Work to do
**1.** Please answer these from the District 300 article, one line each:
(a) At which school was the legislative committee's reception held?
(b) What amount of reimbursement does the district want from the state Capital Development Board?
(c) What position does Gary Chester hold?
**2.** List every state legislator named in the District 300 article, with their title.

Source text
[START]

Dist. 300 puts priority on truancy, state funding

By Tara García Mathewson

Community Unit District 300 made progress on one of its 2012-13 legislative priorities on the same night it announced them to the public.

The Carpentersville-based district outlined four priorities during a reception hosted Tuesday night by the legislative committee at Jacobs High School in Algonquin. State representatives joined local mayors and more than 100 community members and students for the annual update, which for the first time was held in the evening, greatly increasing participation.

On the topic of truancy, the district is pushing all villages in its boundaries to pass ordinances -- following in the footsteps of Carpentersville -- that make skipping school a ticketable offense for students and parents. Gary Chester, district safety officer, said the truancy rate at Dundee-Crown High School is down significantly from last year, when the Carpentersville village board first passed the ordinance.

Larry Keller, village president of West Dundee, and Stephen Pickett, village president of Sleepy Hollow, both committed to bringing similar ordinances to their respective boards.

To a question about why neither village had acted before, Keller responded that West Dundee was not aware of the option.

"Sometimes people say things but they don't say things to the right people at the right time," Keller said. "Tonight my ears are open."

The district's top legislative priority deals with state funding. Mary McNicholas, a member of the legislative committee and a junior at Dundee-Crown High School, explained to the crowd that the district is opposed to further cuts in general state aid and in support of raising the per-student aid amount. McNicholas said the district will also pressure the state to provide extra funding when it mandates certain services and to catch up on late payments.

The district will also continue to push for its $35 million reimbursement from the state Capital Development Board for construction projects and health, safety and technology needs.

"We'd love to partner with our legislators," said Kathleen Burley, committee member and school board candidate. "Anything we can do to help push that along ... and make sure we get those funds when they're released would be wonderful."

Pension reform is the final priority for the district this year. It will advocate against a shift in the employer pension contribution from the state to the district, one proposal many support because Chicago Public Schools already operate on that model.

State reps. Keith Farnham and Mike Tryon, along with Sen. Karen McConnaughay and representatives from the offices of Rep. David McSweeney and Sen. Dan Duffy, listened to the priorities and answered audience questions Tuesday.

Several times the elected officials counseled the crowd that the problems are complex and solutions will be painful for many. "The needs are growing faster than the money becomes available to solve the problems," McConnaughay said.

But the representatives encouraged the community participation and said their offices are always ready to receive constituent input.

[END]

Supplied records
[START]

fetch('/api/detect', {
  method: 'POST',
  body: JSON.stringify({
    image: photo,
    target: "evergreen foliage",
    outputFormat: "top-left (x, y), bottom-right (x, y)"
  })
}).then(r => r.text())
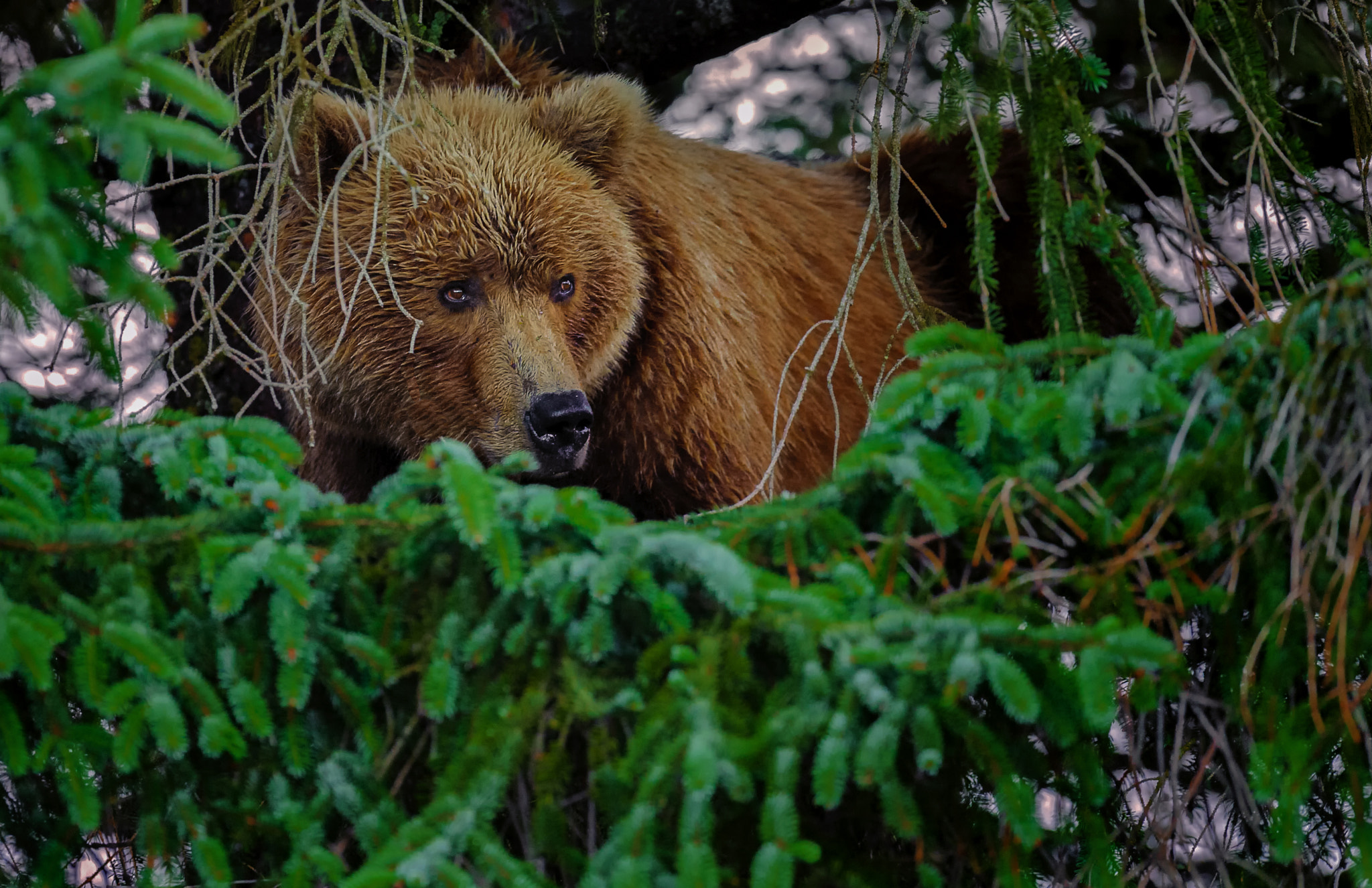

[END]

Outputs by task
**1.**
(a) Jacobs High School in Algonquin
(b) $35 million
(c) District safety officer

**2.**
- State Rep. Keith Farnham
- State Rep. Mike Tryon
- Sen. Karen McConnaughay
- Rep. David McSweeney
- Sen. Dan Duffy